● What the task requires: Rewrite the items below, changing every "one dot apiece" to "a single dot for each" and leaving all other text untouched.

● Records supplied:
· · · · ·

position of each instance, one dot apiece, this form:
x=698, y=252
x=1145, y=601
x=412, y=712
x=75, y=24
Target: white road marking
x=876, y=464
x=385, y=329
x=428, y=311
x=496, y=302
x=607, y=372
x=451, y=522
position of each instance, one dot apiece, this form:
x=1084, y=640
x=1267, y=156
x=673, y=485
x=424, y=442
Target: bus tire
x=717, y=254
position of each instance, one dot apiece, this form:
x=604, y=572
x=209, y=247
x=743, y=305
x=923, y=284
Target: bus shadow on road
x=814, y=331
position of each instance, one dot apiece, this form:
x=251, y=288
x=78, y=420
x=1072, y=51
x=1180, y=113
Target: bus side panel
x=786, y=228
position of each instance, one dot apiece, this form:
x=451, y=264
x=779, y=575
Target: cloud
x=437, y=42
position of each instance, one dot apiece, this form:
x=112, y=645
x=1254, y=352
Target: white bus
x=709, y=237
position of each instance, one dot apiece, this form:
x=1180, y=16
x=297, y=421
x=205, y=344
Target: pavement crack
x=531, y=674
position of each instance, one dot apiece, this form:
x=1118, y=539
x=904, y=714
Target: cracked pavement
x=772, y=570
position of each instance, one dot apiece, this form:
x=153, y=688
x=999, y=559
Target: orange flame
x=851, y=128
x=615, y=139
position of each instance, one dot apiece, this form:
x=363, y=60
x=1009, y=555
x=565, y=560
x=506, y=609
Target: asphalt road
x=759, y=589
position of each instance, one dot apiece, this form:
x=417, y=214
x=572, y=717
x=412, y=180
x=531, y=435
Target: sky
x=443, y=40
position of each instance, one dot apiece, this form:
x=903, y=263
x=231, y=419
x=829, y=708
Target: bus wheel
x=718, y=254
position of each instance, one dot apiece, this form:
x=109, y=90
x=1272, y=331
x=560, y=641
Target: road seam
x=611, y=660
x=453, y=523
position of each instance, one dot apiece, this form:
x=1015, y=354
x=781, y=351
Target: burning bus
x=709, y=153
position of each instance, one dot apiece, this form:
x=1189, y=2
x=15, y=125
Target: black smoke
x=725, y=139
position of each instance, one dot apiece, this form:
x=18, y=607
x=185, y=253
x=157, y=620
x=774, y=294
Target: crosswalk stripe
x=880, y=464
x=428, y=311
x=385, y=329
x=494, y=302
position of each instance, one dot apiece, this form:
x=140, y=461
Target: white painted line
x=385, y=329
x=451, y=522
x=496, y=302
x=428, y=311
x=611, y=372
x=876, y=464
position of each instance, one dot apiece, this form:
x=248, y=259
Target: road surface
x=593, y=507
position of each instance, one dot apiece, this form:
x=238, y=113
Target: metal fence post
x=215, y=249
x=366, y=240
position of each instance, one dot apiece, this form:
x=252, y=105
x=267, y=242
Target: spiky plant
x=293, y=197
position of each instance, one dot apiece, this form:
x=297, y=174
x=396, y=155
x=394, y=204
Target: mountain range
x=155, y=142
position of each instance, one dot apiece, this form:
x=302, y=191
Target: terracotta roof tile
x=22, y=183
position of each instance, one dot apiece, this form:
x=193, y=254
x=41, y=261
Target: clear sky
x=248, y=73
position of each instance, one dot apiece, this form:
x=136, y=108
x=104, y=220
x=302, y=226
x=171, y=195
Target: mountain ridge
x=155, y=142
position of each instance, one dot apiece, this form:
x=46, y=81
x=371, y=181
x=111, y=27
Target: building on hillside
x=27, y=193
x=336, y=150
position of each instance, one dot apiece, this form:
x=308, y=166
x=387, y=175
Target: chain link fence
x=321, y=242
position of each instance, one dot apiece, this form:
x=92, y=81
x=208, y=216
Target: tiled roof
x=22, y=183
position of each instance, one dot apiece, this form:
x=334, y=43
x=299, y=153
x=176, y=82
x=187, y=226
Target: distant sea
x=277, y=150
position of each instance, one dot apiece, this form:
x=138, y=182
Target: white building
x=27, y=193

· · · · ·

● Problem solution:
position of each instance, a single dot for each, this form:
x=698, y=252
x=1145, y=601
x=412, y=712
x=75, y=24
Target: white road marking
x=876, y=464
x=385, y=329
x=428, y=311
x=496, y=302
x=607, y=372
x=451, y=522
position of each instance, a single dot for each, this form:
x=1084, y=640
x=1267, y=156
x=673, y=485
x=424, y=442
Target: bus tire
x=717, y=254
position of each instance, a single dot for each, this form:
x=604, y=572
x=209, y=247
x=743, y=305
x=923, y=284
Target: bus shadow on road
x=814, y=331
position of each instance, a single dot for each, this form:
x=251, y=288
x=78, y=420
x=1072, y=51
x=1180, y=113
Target: bus side panel
x=786, y=228
position of each instance, a single dot for each, this form:
x=451, y=264
x=779, y=575
Target: cloud
x=437, y=42
position of each instance, a single dot for each, this form:
x=112, y=645
x=1254, y=352
Target: white bus
x=709, y=237
position of each instance, a single dot for each, this form:
x=1180, y=16
x=297, y=421
x=205, y=344
Target: pavement crack
x=531, y=674
position of each instance, a single dot for each, this form:
x=1118, y=539
x=904, y=714
Target: cracked pavement
x=772, y=570
position of each instance, a single dot for each, this form:
x=153, y=688
x=999, y=559
Target: orange flame
x=851, y=128
x=615, y=139
position of each instance, a single dot for each, this form:
x=363, y=60
x=1009, y=555
x=565, y=560
x=506, y=609
Target: asphalt road
x=759, y=589
position of each instance, a single dot for each, this form:
x=417, y=214
x=572, y=717
x=412, y=180
x=531, y=435
Target: sky
x=443, y=40
position of each instance, a single dot for each, this form:
x=903, y=263
x=231, y=419
x=829, y=708
Target: bus wheel
x=718, y=254
position of each instance, a single dot for each, this form:
x=109, y=90
x=1272, y=331
x=560, y=641
Target: road seam
x=611, y=660
x=453, y=523
position of each instance, a single dot for each, this form:
x=1015, y=354
x=781, y=351
Target: burning bus
x=709, y=153
position of each instance, a single dot for each, this form:
x=1189, y=2
x=15, y=125
Target: black smoke
x=725, y=139
position of each instance, a single dot for each, this form:
x=18, y=607
x=185, y=253
x=157, y=620
x=774, y=294
Target: crosswalk stripe
x=880, y=464
x=428, y=311
x=385, y=329
x=494, y=302
position of each instance, a single dot for each, this form:
x=140, y=461
Target: white painted line
x=385, y=329
x=451, y=522
x=496, y=302
x=428, y=311
x=611, y=372
x=876, y=464
position of each instance, a single dot for each, this form:
x=248, y=259
Target: road surface
x=593, y=507
position of each instance, a single dot for each, this form:
x=238, y=113
Target: metal fence post
x=215, y=249
x=366, y=240
position of each instance, a single dot for each, this form:
x=252, y=105
x=267, y=242
Target: spiky plant
x=293, y=197
position of each instance, a single dot for each, this form:
x=297, y=174
x=396, y=155
x=394, y=204
Target: mountain range
x=155, y=142
position of each instance, a single dot for each, this form:
x=302, y=191
Target: terracotta roof tile
x=22, y=183
position of each instance, a single dot for each, this form:
x=193, y=254
x=41, y=261
Target: clear sky
x=248, y=73
position of each instance, a single dot for each, this form:
x=136, y=108
x=104, y=220
x=302, y=226
x=171, y=195
Target: mountain ridge
x=155, y=142
position of each instance, a single dot for each, this form:
x=46, y=81
x=371, y=181
x=111, y=27
Target: building on hillside
x=27, y=193
x=336, y=150
position of each instance, a single dot for each, this form:
x=308, y=166
x=387, y=175
Target: chain link fence
x=321, y=242
position of each instance, a single dot for each, this form:
x=92, y=81
x=208, y=216
Target: tiled roof
x=22, y=183
position of each instance, a single dot for each, this form:
x=334, y=43
x=299, y=153
x=176, y=82
x=187, y=226
Target: distant sea
x=277, y=150
position of each instance, a single dot for each, this form:
x=138, y=182
Target: white building
x=27, y=193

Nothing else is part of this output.